BAGIAN TEKS.
══════════
Pages

Cita dan Cinta

Selasa, 23 April 2013

Bismillahirrahmanirrahim




Cita dan Cinta

Ya, ini tentang perjalananku. Entahlah. Setiap aku berpikir tentang cita-cita aku juga berpikir tentang cinta. Cinta???. Jangan kira aku berpikir tentang cinta yang macam-macam. Aku hanya berpikir tentang cinta terhadap kedua orang tuaku.

Sekarang aku sudah menginjak kelas dua belas di sebuah sekolah yang Subhanallah hebatnya. Bahkan sekarang ini aku tinggal menanti hasil dari ujian-ujian yang telah ku lewati... LULUS atau TIDAK. Meski dalam hati aku percaya aku akan menerima kelulusan itu.

Seperti yang lain, aku harus menentukan arah hidupku sekarang. Apakah aku akan kerja atau kuliah. Kedua orang tuaku membebaskanku untuk memilih antar kedua hal itu. Terimakasih untuk Mama dan Papa.
Aku memutuskan untuk kuliah. Aku memiliki keinginan yang besar untuk melanjutkan pendidikanku ke Universitas ternama seperti UI, UGM, Unpad, IPB, bahkan ITB. Hingga pada suatu hari seorang guruku mengatakan bahwa ada jalur undangan diploma untuk IPB. Awalnya aku tak tertarik, sama sekali tidak. Sayangnya, lambat laun aku hal ini menarikku seperti medan magnet. Aku benar-benar mengajukan diri untuk jalur undangan itu. Segala sesuatunya ku persiapkan, dari mulai nilai rapot sampai dengan surat keterangan sehat. Saat segala sesuatunya kuserahkan, aku tinggal diam menunggu hasil.
══════════
Entri anotasi koordinat:
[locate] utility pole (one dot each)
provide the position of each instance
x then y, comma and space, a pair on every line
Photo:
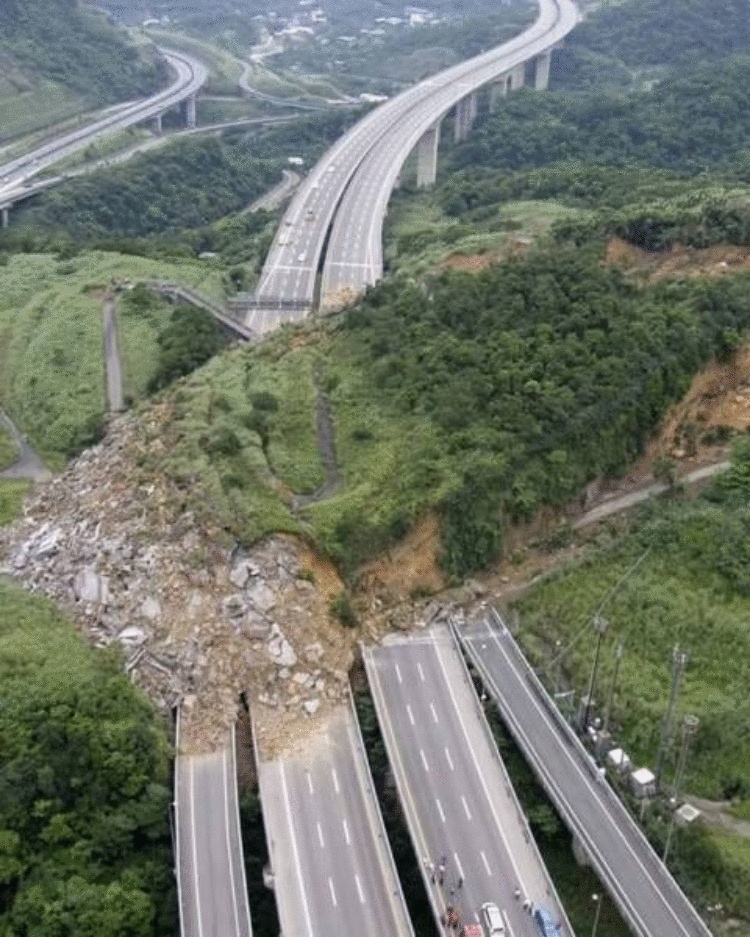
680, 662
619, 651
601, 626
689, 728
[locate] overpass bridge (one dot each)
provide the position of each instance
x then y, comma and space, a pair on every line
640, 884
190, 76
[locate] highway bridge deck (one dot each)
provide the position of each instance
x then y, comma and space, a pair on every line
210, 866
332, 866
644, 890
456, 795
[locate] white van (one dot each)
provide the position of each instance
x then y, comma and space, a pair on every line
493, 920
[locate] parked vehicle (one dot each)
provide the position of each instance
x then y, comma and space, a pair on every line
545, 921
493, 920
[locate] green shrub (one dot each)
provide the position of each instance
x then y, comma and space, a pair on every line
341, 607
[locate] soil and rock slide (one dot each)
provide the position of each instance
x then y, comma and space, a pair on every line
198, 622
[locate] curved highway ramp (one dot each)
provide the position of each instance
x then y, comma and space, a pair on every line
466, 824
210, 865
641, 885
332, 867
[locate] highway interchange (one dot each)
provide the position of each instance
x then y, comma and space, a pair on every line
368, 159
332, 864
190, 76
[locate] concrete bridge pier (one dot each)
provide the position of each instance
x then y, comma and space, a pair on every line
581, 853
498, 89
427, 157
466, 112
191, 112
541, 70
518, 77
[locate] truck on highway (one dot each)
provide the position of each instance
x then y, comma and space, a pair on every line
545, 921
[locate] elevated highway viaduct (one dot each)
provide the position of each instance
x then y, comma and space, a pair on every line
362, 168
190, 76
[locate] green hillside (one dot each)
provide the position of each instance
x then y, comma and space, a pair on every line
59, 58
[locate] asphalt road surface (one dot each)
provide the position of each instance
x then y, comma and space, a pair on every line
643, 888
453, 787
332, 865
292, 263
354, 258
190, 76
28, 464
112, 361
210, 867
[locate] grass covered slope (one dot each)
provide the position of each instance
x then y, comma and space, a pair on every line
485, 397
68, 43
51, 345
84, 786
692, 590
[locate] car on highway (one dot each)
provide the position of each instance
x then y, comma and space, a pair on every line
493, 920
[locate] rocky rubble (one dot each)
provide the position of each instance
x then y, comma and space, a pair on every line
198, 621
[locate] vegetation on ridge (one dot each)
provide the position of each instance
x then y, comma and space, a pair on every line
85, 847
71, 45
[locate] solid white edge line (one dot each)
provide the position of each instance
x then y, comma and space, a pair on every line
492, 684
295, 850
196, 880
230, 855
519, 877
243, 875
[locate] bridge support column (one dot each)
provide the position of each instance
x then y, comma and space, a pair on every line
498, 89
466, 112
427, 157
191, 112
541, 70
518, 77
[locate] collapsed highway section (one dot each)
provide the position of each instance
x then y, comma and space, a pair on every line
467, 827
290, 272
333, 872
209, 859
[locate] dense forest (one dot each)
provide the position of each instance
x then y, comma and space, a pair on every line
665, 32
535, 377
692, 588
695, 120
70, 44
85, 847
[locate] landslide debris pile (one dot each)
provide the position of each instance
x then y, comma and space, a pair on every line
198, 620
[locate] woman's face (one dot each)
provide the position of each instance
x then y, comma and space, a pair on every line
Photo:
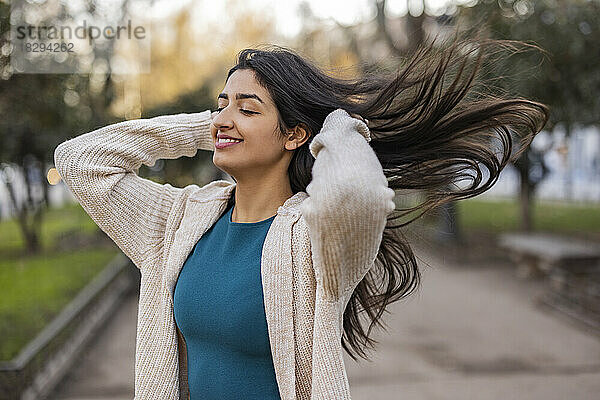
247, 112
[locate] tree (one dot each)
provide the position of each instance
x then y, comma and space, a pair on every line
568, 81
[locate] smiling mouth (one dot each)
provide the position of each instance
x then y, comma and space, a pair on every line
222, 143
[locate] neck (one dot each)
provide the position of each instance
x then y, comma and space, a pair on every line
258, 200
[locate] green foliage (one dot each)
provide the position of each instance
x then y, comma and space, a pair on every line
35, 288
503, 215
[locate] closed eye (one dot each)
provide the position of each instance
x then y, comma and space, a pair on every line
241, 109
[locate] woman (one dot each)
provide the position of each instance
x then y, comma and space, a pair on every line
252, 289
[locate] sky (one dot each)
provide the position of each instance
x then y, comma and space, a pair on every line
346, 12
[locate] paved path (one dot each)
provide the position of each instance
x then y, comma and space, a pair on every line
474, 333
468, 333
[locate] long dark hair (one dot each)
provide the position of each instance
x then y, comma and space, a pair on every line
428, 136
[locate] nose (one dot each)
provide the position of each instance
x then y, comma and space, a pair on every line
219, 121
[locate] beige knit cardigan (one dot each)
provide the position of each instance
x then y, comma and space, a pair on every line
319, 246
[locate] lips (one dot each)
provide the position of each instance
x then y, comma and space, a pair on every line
══════════
DAFTAR TUGAS.
1/ Dalam tulisan tentang cita dan cinta, perguruan tinggi apa yang memiliki jalur undangan diploma menurut keterangan seorang guru?
2/ Ubah baris-baris catatan menjadi daftar JSON berisi string, satu string untuk setiap baris dan tanpa baris kosong, mulai dari baris yang memuat "[locate] lips (one dot each)" sampai akhir catatan.
Tulisan dan catatan di atas diambil dari sumber yang berbeda.

JAWABAN.
1/ IPB.

2/
[
  "[locate] lips (one dot each)",
  "provide the position of each instance",
  "x then y, comma and space, a pair on every line"
]